The Oversight Gap: When Criminality Breaches the Boardroom
A high-profile criminal trial for sex trafficking, set for January 2026, exposes the systemic failure of governance to detect and prevent egregious misconduct by senior personnel.
The Context
Oren, Alon, and Tal Alexander face an 11-count federal indictment. Charges include conspiracy to commit sex trafficking, sex trafficking by force, and sexual abuse by physical incapacitation. The prosecution alleges a coordinated, two-decade scheme (2002-2021) where the brothers used their status as luxury real estate brokers to lure women across borders, incapacitate them, and commit sexual assaults. Judge Valerie Caproni has characterised the allegations as a “coordinated scheme to entice women and girls.” Jury selection is scheduled for 20 January 2026, with the trial commencing on 26 January 2026. All three defendants are currently jailed without bail.
The Risk
While this is a criminal prosecution of individuals, the strategic angle for directors is profound. The alleged two-decade scheme indicates a catastrophic failure of oversight. Under the Companies Act 1993, directors have a duty to act in good faith and in the best interests of the company. Permitting senior personnel to allegedly use company-derived status and resources to facilitate serious criminality may constitute a breach of that duty. Furthermore, the Health and Safety at Work Act 2015 imposes a primary duty of care on a Person Conducting a Business or Undertaking (PCBU) to ensure, so far as is reasonably practicable, the health and safety of workers and others. This duty extends to psychological safety and could be triggered if such alleged activities created a hostile or unsafe environment for other employees. Directors may be personally liable for fines under these Acts if a court finds they failed to exercise due diligence. The reputational contagion is immediate and severe, potentially eroding shareholder value and triggering regulatory scrutiny into the entire organisation’s culture and controls.

[Annotation records]
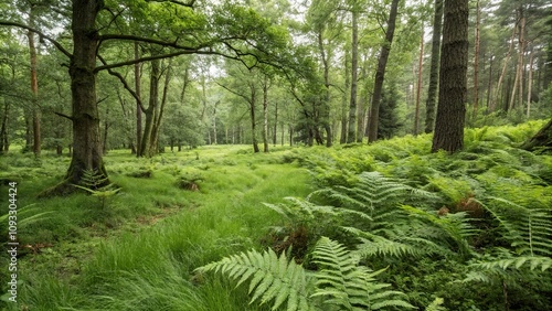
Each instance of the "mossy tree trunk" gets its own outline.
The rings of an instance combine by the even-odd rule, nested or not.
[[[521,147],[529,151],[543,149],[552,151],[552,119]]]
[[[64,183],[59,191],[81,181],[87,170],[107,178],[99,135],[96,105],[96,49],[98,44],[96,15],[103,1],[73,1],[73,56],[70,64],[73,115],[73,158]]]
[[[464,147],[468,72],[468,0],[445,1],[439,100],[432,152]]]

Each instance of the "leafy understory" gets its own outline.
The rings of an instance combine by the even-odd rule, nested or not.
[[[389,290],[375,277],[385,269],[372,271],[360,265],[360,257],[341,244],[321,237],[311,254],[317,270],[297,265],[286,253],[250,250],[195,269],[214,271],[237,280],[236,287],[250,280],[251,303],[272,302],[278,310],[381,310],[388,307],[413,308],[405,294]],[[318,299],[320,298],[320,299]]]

### THE TASKS:
• 1. According to the boardroom oversight article, on what date is jury selection scheduled?
• 2. Reproduce the boardroom oversight article starting at "The Oversight Gap: When" and ending at "by senior personnel.", switching "governance" to "corporate control".
• 3. Proceed with the boardroom oversight article from the point where it stops.

### THE ANSWERS:
• 1. 20 January 2026.

• 2.
The Oversight Gap: When Criminality Breaches the Boardroom
A high-profile criminal trial for sex trafficking, set for January 2026, exposes the systemic failure of corporate control to detect and prevent egregious misconduct by senior personnel.

• 3.
The Control
Directors must proactively audit their organisation’s integrity controls. This is not merely a compliance exercise; it is a forensic review of culture and conduct. The board must mandate independent, risk-based audits that look beyond financial statements to examine how power, status, and resources are potentially misused. Scrutinise expense policies, client entertainment logs, and international travel patterns for anomalies. Implement robust, confidential whistleblower channels that are truly independent of management. Most critically, the board must own the ‘tone at the top’ and explicitly define and enforce a zero-tolerance policy for any behaviour that exploits power differentials, regardless of an individual’s revenue generation.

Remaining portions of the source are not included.